Chart-topping actress-turned-singer Jennifer Lopez will sing live during the Women’s World Cup closing event at Pasadena’s Rose Bowl on July 10th.

To accommodate the expanded Closing Ceremonies, the start of the third-place match has been moved back 15 minutes to 10:15 a.m. PDT. Lopez will sing in between the third-place match and the final match at 12:30 p.m. The final match begins at 12:50 p.m.

``The Women’s World Cup will conclude with an exciting Closing Ceremonies featuring one of the hottest female stars today,″ said World Cup organizing director Marla Messing. ``Jennifer Lopez exemplifies the spirit of the Women’s World Cup, and we are thrilled to have her be a part of this history-making event.″

Lopez is already making history on her own. Last week the single’s debut single ``If You Had My Love″ was the first to claim the No. 1 slot on the Hot 100, Hot 100 single sales, and R&B singles sales charts simultaneously.

## EXERCISE GOAL
Write out everything from "Chart-topping actress-turned-singer Jennifer" down to "at 12:50 p.m." in the news item about Jennifer Lopez at the Women's World Cup, swapping "third-place match" for "bronze-medal match".

## DATASET
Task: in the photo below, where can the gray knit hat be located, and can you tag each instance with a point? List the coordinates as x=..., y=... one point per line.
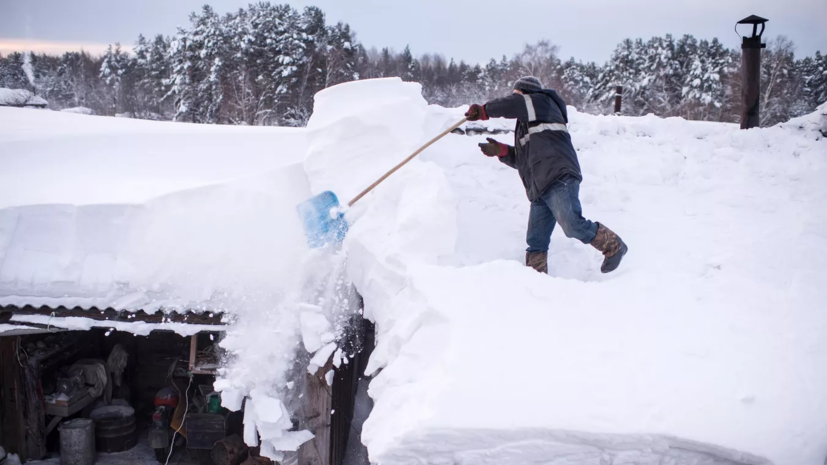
x=528, y=84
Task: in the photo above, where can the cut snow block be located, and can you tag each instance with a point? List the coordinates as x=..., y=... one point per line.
x=323, y=222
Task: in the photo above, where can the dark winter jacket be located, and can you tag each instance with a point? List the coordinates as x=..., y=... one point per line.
x=542, y=151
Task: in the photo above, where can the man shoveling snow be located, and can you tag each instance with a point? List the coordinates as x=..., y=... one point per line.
x=547, y=163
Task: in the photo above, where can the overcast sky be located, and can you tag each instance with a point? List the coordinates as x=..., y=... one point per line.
x=473, y=30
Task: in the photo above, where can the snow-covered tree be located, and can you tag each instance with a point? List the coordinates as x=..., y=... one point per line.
x=116, y=65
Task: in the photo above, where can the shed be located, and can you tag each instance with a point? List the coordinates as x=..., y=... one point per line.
x=21, y=98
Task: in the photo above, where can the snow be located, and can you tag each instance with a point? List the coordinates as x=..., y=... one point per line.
x=705, y=347
x=104, y=238
x=707, y=341
x=127, y=161
x=78, y=110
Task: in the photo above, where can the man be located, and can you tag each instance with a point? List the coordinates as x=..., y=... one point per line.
x=547, y=163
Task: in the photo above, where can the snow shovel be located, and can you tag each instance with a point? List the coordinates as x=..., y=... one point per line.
x=325, y=223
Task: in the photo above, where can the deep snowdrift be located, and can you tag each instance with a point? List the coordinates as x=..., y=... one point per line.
x=56, y=157
x=708, y=340
x=705, y=347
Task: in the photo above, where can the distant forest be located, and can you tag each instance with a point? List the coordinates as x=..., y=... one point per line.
x=263, y=64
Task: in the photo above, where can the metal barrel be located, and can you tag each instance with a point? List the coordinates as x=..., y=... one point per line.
x=116, y=435
x=77, y=442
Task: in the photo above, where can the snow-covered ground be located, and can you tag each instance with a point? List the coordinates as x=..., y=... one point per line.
x=705, y=347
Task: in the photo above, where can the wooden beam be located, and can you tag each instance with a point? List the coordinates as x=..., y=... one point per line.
x=193, y=350
x=316, y=411
x=110, y=314
x=12, y=399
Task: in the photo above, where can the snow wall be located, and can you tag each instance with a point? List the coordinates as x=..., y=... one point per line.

## OUTPUT FOR THIS TASK
Chart-topping actress-turned-singer Jennifer Lopez will sing live during the Women’s World Cup closing event at Pasadena’s Rose Bowl on July 10th.

To accommodate the expanded Closing Ceremonies, the start of the bronze-medal match has been moved back 15 minutes to 10:15 a.m. PDT. Lopez will sing in between the bronze-medal match and the final match at 12:30 p.m. The final match begins at 12:50 p.m.